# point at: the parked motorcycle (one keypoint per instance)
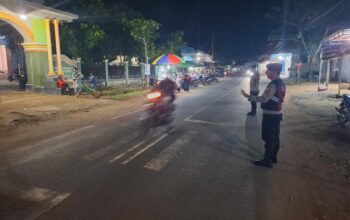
(12, 77)
(343, 111)
(160, 110)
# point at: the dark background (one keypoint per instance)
(239, 26)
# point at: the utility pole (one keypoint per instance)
(212, 45)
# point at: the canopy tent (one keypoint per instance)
(189, 64)
(168, 59)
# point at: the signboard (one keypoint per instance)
(147, 69)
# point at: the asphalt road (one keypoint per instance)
(198, 168)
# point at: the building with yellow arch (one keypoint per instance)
(34, 22)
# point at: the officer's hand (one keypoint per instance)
(244, 93)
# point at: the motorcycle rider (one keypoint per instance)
(168, 86)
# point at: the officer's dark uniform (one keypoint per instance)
(272, 117)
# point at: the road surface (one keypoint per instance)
(198, 168)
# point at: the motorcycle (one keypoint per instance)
(211, 78)
(343, 111)
(159, 111)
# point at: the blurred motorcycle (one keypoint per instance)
(160, 110)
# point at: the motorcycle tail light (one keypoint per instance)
(154, 95)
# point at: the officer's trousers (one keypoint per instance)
(271, 135)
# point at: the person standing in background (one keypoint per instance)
(254, 89)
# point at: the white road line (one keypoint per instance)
(165, 156)
(47, 206)
(146, 148)
(99, 153)
(130, 113)
(129, 150)
(206, 122)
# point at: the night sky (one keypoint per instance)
(240, 27)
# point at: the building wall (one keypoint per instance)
(345, 68)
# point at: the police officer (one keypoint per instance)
(254, 89)
(271, 104)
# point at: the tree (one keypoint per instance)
(175, 42)
(305, 24)
(83, 37)
(145, 31)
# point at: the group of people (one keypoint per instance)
(271, 103)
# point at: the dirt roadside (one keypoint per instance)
(312, 178)
(314, 168)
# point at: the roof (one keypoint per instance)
(336, 44)
(341, 35)
(37, 10)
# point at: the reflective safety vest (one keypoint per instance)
(275, 103)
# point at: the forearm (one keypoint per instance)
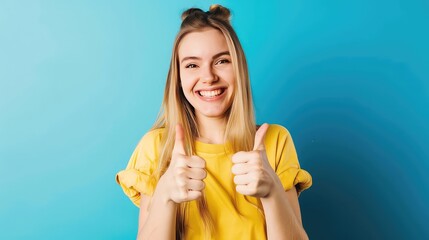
########################################
● WHAT TO WORK ON:
Which lines of the material contain the word "building"? Copy each of them.

● FINISHED ANSWER:
# point at: the building with yellow arch (one keypoint per instance)
# point at: the building wall (one keypoint per instance)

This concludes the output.